Copy each of the rows below word for word, with no changes.

→ Supplied data
+ + + + +

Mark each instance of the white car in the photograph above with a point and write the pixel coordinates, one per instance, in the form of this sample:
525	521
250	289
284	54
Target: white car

+ + + + +

→ Task answer
Mark each instance of the white car in the photograph above with a point and write the pixel coordinates, one per instance, in the form of this sample:
525	521
250	289
284	54
Target: white car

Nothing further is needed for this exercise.